(Exercise details): Lay out the rows from their beginning up to and including the line that contains "<point>408,37</point>" as a JSON list of strings, one string per line, with blank lines omitted. Leave the pictures out of the answer.

(Data excerpts):
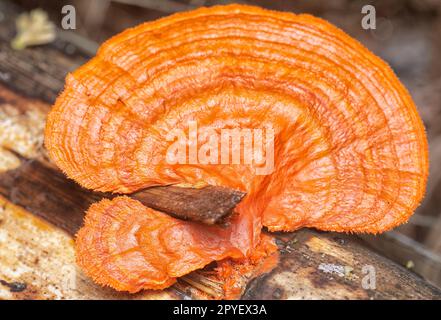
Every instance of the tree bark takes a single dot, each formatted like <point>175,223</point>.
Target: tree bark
<point>40,211</point>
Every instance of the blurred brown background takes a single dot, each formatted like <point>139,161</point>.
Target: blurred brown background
<point>408,37</point>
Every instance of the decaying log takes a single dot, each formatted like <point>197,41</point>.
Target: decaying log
<point>40,210</point>
<point>35,186</point>
<point>209,205</point>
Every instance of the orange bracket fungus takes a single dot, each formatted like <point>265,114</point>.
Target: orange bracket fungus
<point>350,152</point>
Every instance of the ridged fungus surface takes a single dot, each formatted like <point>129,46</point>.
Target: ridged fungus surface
<point>350,152</point>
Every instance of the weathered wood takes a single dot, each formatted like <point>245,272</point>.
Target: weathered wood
<point>47,193</point>
<point>209,205</point>
<point>33,252</point>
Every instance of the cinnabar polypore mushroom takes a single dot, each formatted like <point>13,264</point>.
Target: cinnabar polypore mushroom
<point>350,148</point>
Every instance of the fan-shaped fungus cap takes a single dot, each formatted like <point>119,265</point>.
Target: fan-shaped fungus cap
<point>350,150</point>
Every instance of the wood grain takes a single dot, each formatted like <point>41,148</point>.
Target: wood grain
<point>40,210</point>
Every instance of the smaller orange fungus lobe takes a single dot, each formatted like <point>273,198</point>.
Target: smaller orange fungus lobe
<point>350,151</point>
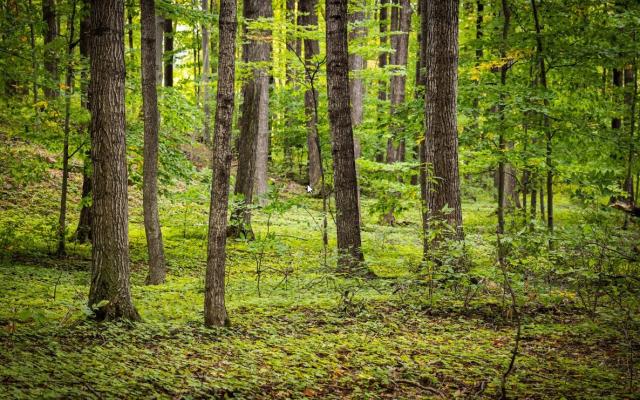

(Answer to this exercise):
[
  "Every instance of the tree bark takes a single dot, each formatted like <point>175,223</point>.",
  "Target: tree bark",
  "<point>40,211</point>",
  "Every instance of the blurred brown background takes a single dot, each formatted like <point>139,161</point>.",
  "Target: blurred brown background",
  "<point>408,37</point>"
]